# PROBLEM TO SOLVE
Reproduce each line of the items below as a numbered list, omitting blank lines.

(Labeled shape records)
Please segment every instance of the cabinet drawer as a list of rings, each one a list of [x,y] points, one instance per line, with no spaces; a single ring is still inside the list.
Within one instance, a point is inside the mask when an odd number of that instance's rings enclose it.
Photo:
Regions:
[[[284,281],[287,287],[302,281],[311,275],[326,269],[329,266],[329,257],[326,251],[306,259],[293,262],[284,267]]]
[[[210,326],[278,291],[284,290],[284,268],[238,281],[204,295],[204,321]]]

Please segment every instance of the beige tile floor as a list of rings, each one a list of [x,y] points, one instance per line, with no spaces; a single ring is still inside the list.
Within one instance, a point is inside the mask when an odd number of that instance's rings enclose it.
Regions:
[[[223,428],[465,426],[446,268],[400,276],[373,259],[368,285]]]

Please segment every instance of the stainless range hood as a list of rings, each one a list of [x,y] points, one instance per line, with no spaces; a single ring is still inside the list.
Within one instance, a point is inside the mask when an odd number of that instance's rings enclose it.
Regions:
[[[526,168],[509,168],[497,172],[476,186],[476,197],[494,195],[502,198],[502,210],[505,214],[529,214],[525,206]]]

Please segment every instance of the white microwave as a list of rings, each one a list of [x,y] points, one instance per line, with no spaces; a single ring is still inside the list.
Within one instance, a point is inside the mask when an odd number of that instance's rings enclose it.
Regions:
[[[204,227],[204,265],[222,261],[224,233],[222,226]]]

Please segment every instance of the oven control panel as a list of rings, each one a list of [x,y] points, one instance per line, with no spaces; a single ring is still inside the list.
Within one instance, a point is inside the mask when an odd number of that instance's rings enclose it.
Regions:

# WORKED ANSWER
1. Please segment every instance of the cabinet drawer as a list of rings, each one a list of [x,y] points, one instance per line, with no spaces; a single ring is still inside the list.
2. Within one instance, a point is inside the mask when an odd number of that instance's rings enclose it.
3. Photo:
4. Regions:
5. [[[284,281],[287,287],[302,281],[311,275],[326,269],[329,266],[329,257],[326,251],[306,259],[293,262],[284,267]]]
6. [[[210,326],[278,291],[284,290],[284,268],[238,281],[204,295],[204,321]]]
7. Please segment every instance of the beige tile floor as a list of rings, each one a list of [x,y] points, one instance per line, with no spaces; a single ring is still inside the list.
8. Within one instance, a point is inside the mask when an odd number of that instance's rings enclose it.
9. Regions:
10. [[[223,428],[465,426],[446,268],[400,276],[373,259],[368,285]]]
11. Please segment every instance of the stainless range hood as a list of rings, each one a list of [x,y] points, one instance per line, with no spaces; a single ring is still inside the list.
12. Within one instance, a point is inside the mask when an odd number of that instance's rings enclose it.
13. Regions:
14. [[[526,168],[509,168],[497,172],[476,186],[476,197],[494,195],[502,198],[502,210],[505,214],[529,214],[525,206]]]
15. Please segment every instance of the white microwave as a list of rings, each one a list of [x,y] points, one instance per line, with no spaces; a single ring is still inside the list.
16. Within one instance, a point is inside the mask when an odd number of that instance's rings enclose it.
17. Regions:
18. [[[204,227],[204,265],[222,261],[224,233],[222,226]]]
19. Please segment every instance of the oven control panel as a list of rings, each one a list of [x,y] points, one instance per line, with no spaces; a single ring is still inside the list.
20. Within one instance, a point is inside the mask when an odd number of that instance's rings enclose it.
21. Regions:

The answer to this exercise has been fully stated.